• Records:
Begin

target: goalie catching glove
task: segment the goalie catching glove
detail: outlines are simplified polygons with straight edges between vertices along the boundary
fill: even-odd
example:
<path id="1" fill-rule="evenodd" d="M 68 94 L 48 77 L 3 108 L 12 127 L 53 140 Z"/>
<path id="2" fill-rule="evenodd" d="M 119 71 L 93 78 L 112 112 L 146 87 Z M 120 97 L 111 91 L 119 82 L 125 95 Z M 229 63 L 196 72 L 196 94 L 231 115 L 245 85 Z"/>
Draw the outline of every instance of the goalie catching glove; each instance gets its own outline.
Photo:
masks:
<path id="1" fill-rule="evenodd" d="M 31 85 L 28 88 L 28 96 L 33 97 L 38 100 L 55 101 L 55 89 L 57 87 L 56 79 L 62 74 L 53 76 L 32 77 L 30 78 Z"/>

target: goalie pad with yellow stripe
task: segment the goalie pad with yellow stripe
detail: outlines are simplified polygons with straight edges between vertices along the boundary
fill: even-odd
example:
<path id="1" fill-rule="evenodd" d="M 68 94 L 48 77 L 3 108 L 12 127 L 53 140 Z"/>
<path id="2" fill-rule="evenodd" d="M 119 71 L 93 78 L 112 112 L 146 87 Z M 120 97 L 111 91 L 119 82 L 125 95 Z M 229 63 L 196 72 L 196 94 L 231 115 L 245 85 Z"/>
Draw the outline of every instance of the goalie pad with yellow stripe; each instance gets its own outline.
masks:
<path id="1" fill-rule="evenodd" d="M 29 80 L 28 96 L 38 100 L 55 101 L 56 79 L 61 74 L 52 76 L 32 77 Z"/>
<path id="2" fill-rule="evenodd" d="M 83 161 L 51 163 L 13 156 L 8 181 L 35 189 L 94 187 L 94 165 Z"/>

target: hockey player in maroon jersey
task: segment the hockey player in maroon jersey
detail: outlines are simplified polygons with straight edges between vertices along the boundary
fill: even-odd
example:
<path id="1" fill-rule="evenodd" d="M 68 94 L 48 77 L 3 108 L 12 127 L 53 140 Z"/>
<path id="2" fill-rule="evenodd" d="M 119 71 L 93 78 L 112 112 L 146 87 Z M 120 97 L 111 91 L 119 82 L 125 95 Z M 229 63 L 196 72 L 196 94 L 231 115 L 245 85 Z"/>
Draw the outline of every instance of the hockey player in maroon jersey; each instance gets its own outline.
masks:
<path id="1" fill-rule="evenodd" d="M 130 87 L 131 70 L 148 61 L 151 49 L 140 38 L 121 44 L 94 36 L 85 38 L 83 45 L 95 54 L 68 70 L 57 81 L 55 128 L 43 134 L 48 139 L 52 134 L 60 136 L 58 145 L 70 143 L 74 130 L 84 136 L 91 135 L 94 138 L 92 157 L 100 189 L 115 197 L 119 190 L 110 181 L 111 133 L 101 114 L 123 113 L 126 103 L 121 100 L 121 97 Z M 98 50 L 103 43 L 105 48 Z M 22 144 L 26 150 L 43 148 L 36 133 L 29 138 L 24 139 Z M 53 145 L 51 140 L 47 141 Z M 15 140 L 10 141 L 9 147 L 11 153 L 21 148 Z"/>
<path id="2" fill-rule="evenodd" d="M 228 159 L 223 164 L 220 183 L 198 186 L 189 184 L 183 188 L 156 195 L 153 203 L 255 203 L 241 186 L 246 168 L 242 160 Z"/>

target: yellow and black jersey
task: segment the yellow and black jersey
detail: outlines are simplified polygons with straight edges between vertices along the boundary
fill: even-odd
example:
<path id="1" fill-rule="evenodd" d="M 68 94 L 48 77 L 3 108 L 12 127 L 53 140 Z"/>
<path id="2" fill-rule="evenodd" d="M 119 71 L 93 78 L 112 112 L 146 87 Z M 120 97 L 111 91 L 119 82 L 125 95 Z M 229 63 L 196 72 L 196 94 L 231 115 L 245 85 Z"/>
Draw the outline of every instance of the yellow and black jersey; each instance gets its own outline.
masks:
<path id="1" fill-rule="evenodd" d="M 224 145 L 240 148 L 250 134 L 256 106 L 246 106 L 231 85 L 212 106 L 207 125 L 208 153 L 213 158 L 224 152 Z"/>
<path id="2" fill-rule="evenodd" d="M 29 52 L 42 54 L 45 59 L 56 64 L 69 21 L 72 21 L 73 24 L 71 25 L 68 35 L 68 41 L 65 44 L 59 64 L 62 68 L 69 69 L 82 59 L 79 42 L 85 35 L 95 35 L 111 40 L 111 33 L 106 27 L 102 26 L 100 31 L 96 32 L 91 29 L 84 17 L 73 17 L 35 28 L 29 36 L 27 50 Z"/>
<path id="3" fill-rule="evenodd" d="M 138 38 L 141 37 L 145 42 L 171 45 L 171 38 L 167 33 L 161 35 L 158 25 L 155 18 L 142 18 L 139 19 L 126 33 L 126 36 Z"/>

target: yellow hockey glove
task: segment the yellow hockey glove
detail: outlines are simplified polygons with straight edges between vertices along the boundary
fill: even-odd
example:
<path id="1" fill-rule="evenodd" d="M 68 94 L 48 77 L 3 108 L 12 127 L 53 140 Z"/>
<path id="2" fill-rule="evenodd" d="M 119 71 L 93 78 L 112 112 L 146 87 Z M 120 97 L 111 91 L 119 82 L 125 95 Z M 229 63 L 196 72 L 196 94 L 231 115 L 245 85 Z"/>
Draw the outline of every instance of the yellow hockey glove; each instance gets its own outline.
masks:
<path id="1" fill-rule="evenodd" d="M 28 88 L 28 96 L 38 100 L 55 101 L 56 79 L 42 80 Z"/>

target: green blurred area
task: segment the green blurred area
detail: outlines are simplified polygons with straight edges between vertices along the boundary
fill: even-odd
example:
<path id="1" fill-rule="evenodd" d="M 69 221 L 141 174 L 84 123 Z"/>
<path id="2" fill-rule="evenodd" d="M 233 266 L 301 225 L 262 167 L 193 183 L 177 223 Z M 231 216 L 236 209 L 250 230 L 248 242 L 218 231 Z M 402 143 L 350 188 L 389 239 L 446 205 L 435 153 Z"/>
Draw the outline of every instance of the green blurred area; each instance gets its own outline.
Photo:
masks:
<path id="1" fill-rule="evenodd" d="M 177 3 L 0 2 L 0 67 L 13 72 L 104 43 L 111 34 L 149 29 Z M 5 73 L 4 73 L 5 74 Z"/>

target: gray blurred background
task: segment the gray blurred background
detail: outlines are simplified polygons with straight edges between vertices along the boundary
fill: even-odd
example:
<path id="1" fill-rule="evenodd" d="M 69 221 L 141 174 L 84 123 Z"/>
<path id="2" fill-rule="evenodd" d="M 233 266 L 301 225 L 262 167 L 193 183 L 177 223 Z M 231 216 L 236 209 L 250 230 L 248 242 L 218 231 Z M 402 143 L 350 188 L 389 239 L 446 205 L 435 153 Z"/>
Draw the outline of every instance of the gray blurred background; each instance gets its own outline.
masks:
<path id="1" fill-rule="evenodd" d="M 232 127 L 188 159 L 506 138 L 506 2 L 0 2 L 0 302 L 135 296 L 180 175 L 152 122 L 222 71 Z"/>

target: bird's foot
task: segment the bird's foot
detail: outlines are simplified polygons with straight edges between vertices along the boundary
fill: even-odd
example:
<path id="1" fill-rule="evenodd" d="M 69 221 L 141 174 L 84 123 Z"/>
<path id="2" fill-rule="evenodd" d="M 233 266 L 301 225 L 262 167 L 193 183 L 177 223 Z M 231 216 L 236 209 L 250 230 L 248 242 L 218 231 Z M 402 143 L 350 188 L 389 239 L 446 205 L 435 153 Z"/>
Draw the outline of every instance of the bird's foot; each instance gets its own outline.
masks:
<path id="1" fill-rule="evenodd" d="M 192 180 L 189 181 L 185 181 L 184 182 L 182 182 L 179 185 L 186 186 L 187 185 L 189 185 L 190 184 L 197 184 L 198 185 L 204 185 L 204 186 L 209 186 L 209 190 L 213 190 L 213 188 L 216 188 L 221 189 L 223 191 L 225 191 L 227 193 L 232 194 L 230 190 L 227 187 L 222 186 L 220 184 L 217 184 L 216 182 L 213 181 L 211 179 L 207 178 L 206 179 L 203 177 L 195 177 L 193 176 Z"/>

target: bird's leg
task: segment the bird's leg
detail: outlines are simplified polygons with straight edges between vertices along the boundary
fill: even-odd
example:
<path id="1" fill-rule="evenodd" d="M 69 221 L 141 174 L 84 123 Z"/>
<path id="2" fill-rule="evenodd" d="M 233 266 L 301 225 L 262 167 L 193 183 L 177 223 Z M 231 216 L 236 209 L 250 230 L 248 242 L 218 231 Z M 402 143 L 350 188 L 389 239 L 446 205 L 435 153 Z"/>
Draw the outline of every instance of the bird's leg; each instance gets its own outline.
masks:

End

• The task: Render the entries as a numbered list, from the first line through the line containing "97 L 38 100", omitting blank lines.

• Finished exercise:
1. target: goalie catching glove
2. task: segment the goalie catching glove
3. detail: outlines are simplified polygons with straight edges between vertices along the boundary
4. fill: even-odd
5. example:
6. <path id="1" fill-rule="evenodd" d="M 68 94 L 48 77 L 3 108 L 12 127 L 53 140 Z"/>
7. <path id="2" fill-rule="evenodd" d="M 119 71 L 93 78 L 112 112 L 146 87 Z M 120 97 L 111 91 L 119 82 L 125 95 Z M 229 63 L 196 72 L 196 94 L 231 115 L 245 85 Z"/>
8. Draw the outline of every instance of the goalie catching glove; each instance gets its own outline.
9. Photo:
10. masks:
11. <path id="1" fill-rule="evenodd" d="M 31 85 L 28 88 L 28 96 L 33 97 L 38 100 L 55 101 L 55 89 L 57 87 L 56 79 L 62 74 L 53 76 L 32 77 L 30 78 Z"/>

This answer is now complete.